__Given task 1__:
Can you copy the part of the article on the Algerian hostage standoff starting at "It wasn't until" and ending at "had minor wounds."?
__Given task 2__:
What does the article on the Algerian hostage standoff say about each of the following?
(a) For how long did the Algerian Press Service website shut down on Friday?
(b) What was the final death toll announced the day after the report of 25 burnt bodies?
(c) According to the Ministry of Defense statement, how many soldiers had minor wounds?

__Extracted text__:
Still, late Thursday after the strafing by its helicopters, the Algerian government claimed its special forces had taken control of the gas plant and insisted that only four hostages were dead.
The next morning it turned out that the standoff was still ongoing. Gradually over the next few days, the official toll rose to meet the one first set out by the militants.
In the absence of official information, including at one point Friday when the Algerian Press Service website shut down for 45 minutes and returned with no stories whatsoever on the standoff, quotes from anonymous officials proliferated. Even material carried by that official news service was often sourced to anonymous officials as the military and police kept up a veil of secrecy.
The local press was filled with assertions from anonymous officials, some of which were wildly untrue.
At one point, an anonymous official confirmed Sunday that 25 burnt bodies had been discovered. That meant, when added to the official toll, more than 80 people were dead in the attack. Yet the final amount the next day was just 66 — and it was not clear where the extra bodies had disappeared to.
One area in which there was a zone of silence was the question of any possible Algerian army casualties in the chaotic, four-day fight against an enemy armed with heavy machine guns, missiles and mortars.
It wasn't until Wednesday, four days after the fighting had ended, that Algeria's Ministry of Defense issued a curt statement saying that "contrary to insinuations" regarding casualties, only eight soldiers had minor wounds.
"Algeria has nothing to hide and we opted for total transparency in communicating all information on this matter as soon as it was available," a member of the prime minister's office told the AP on Tuesday.
He insisted, however, on speaking on condition of anonymity, because he said he wasn't authorized to talk to the press.

__Data rows__:

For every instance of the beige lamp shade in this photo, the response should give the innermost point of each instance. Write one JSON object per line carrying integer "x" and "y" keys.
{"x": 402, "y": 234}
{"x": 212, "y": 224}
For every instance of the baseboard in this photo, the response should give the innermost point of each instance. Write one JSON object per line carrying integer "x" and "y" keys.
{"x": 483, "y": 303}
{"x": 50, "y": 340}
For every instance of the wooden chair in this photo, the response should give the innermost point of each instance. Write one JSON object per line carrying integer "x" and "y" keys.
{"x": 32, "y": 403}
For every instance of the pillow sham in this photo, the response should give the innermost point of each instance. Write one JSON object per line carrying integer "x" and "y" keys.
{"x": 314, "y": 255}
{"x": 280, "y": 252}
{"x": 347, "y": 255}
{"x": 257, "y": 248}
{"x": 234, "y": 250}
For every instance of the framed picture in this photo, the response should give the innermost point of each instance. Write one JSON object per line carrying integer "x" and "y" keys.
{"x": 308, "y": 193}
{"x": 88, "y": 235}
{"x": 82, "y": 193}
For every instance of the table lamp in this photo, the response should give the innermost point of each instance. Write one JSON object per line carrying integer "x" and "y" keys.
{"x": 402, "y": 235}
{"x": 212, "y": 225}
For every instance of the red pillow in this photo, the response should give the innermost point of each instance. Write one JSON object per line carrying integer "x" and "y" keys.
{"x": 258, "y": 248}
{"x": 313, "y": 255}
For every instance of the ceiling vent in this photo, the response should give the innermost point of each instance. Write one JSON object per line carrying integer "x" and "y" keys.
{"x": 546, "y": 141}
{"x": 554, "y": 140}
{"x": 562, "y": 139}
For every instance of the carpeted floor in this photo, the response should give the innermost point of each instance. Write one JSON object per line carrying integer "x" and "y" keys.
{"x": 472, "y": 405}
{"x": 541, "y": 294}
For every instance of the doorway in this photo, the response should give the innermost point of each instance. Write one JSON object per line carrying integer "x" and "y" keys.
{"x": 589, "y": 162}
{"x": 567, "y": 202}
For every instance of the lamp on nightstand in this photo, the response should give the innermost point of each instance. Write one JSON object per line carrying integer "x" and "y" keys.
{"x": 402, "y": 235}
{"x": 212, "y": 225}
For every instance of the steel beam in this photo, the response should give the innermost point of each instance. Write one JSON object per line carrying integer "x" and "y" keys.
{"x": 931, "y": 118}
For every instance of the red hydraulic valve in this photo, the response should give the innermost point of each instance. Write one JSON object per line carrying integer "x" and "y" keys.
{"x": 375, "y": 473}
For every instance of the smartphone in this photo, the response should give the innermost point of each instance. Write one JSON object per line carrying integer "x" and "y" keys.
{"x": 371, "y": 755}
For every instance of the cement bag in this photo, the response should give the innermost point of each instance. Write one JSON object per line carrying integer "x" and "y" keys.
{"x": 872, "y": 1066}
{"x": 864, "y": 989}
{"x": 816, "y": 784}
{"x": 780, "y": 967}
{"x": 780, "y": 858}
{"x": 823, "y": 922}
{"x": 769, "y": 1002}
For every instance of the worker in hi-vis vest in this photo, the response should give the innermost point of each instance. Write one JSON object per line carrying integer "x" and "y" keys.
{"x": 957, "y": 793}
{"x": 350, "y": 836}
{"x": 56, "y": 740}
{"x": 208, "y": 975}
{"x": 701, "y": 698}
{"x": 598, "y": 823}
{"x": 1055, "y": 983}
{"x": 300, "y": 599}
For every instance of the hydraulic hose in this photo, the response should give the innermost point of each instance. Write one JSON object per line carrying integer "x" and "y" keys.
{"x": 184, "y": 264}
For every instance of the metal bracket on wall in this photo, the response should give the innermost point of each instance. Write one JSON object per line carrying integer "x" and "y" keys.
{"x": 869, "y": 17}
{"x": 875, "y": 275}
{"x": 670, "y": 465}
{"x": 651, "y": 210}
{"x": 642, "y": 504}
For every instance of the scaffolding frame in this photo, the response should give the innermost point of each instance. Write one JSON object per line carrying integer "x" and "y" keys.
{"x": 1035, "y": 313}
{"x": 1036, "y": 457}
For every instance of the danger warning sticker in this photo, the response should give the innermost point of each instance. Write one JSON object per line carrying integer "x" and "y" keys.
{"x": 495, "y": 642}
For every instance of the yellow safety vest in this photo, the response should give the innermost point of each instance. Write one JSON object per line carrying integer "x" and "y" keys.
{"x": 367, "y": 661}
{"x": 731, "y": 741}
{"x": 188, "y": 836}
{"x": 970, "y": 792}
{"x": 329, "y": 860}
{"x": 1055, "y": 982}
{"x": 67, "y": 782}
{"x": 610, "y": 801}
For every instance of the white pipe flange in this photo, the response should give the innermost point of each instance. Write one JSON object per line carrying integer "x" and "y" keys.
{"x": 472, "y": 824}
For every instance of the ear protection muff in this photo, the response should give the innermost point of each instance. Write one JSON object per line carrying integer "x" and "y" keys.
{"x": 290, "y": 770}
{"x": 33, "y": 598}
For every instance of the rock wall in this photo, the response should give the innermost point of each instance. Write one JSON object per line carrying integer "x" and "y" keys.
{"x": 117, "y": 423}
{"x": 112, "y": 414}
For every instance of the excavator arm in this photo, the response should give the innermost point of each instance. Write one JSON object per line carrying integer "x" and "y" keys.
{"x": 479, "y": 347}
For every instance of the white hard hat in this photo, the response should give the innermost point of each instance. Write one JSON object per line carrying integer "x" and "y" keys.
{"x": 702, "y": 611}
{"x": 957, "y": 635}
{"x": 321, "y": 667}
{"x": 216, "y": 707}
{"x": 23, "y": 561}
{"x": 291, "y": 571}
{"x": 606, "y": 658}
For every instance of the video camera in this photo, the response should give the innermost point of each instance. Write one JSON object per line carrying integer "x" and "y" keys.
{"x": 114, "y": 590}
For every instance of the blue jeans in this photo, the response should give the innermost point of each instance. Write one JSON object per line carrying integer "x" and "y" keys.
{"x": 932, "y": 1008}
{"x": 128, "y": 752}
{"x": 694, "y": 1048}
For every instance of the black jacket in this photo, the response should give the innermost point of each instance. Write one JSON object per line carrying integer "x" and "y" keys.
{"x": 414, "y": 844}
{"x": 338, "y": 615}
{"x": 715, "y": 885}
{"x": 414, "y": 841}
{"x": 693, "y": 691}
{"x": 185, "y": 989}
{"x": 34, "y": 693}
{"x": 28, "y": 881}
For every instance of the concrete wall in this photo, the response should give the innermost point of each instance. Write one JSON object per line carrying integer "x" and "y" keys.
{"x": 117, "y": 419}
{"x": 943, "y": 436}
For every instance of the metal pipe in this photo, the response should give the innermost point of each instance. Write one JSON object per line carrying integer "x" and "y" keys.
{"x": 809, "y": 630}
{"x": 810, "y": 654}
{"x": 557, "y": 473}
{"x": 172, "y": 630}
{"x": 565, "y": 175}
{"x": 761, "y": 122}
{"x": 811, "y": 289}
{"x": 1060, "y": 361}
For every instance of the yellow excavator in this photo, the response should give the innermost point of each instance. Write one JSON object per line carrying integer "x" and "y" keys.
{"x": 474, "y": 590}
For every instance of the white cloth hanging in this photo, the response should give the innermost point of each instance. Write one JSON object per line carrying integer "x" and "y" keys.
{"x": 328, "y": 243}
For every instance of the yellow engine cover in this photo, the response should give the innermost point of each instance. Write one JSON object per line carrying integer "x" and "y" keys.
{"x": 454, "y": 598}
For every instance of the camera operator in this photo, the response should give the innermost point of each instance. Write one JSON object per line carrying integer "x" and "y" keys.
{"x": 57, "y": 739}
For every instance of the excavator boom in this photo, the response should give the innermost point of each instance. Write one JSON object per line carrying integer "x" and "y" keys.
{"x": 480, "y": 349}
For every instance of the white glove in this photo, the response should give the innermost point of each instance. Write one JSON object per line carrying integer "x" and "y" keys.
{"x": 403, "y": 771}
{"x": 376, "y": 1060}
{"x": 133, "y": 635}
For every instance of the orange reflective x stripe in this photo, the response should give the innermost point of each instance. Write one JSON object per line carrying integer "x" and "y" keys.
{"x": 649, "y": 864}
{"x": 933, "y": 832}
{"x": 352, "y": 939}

__Full output 1__:
It wasn't until Wednesday, four days after the fighting had ended, that Algeria's Ministry of Defense issued a curt statement saying that "contrary to insinuations" regarding casualties, only eight soldiers had minor wounds.

__Full output 2__:
(a) 45 minutes
(b) 66
(c) Eight